Extracted records
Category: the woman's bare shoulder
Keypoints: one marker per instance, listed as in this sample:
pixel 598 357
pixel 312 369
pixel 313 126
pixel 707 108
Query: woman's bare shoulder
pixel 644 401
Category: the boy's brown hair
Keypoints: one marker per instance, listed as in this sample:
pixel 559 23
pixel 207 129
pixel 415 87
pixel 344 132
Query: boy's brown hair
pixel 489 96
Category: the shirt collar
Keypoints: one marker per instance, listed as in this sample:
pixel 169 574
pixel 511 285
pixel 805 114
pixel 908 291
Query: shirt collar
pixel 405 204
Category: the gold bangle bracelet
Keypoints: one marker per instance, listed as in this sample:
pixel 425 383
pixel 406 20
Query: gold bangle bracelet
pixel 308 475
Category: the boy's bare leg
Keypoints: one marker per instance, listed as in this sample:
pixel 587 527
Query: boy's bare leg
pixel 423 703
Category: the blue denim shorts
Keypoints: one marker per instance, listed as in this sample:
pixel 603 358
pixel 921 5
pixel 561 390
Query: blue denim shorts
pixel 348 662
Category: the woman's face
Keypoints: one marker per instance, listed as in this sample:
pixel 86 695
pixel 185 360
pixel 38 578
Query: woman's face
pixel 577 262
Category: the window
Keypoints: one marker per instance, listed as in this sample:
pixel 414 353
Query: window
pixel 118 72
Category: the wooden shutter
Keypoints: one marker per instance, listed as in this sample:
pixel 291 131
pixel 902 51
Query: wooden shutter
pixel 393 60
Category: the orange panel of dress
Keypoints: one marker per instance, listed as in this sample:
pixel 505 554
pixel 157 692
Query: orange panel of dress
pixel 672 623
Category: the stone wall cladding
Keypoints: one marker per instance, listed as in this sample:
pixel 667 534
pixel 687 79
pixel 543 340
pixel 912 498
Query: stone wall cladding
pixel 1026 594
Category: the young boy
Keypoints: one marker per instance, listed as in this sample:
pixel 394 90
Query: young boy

[Problem to work on] Word for word, restate the data above from its first line down to and including the line with "Category: the stone wall cladding".

[Response to this exercise]
Category: the woman's bare shoulder
Keypoints: one marker per instance, listed as in this sample:
pixel 598 357
pixel 312 369
pixel 313 126
pixel 707 108
Query: woman's bare shoulder
pixel 644 401
Category: the boy's brown hair
Keypoints: one marker per instance, listed as in this sample:
pixel 559 23
pixel 207 129
pixel 415 87
pixel 344 132
Query: boy's brown hair
pixel 489 96
Category: the shirt collar
Keypoints: one marker per instance, listed as in this sample:
pixel 169 574
pixel 511 285
pixel 805 114
pixel 908 291
Query: shirt collar
pixel 405 204
Category: the gold bangle bracelet
Keypoints: one marker per instance, listed as in this sample:
pixel 425 383
pixel 406 20
Query: gold bangle bracelet
pixel 308 475
Category: the boy's bare leg
Keypoints: one marker per instance, listed as in this sample:
pixel 587 527
Query: boy's bare leg
pixel 423 703
Category: the blue denim shorts
Keypoints: one marker per instance, listed as in this sample:
pixel 603 358
pixel 921 5
pixel 561 390
Query: blue denim shorts
pixel 348 662
Category: the woman's face
Keypoints: one marker per instance, listed as in this sample:
pixel 86 695
pixel 185 360
pixel 38 578
Query: woman's face
pixel 577 262
Category: the window
Keypoints: one marker per instance, listed as in this sample:
pixel 414 353
Query: window
pixel 118 72
Category: the wooden shutter
Keypoints: one marker per instance, listed as in this sample:
pixel 291 131
pixel 902 51
Query: wooden shutter
pixel 393 60
Category: the orange panel of dress
Keypoints: one marker per instance, listed as in this sample:
pixel 505 554
pixel 157 692
Query: orange panel of dress
pixel 672 623
Category: the stone wall cladding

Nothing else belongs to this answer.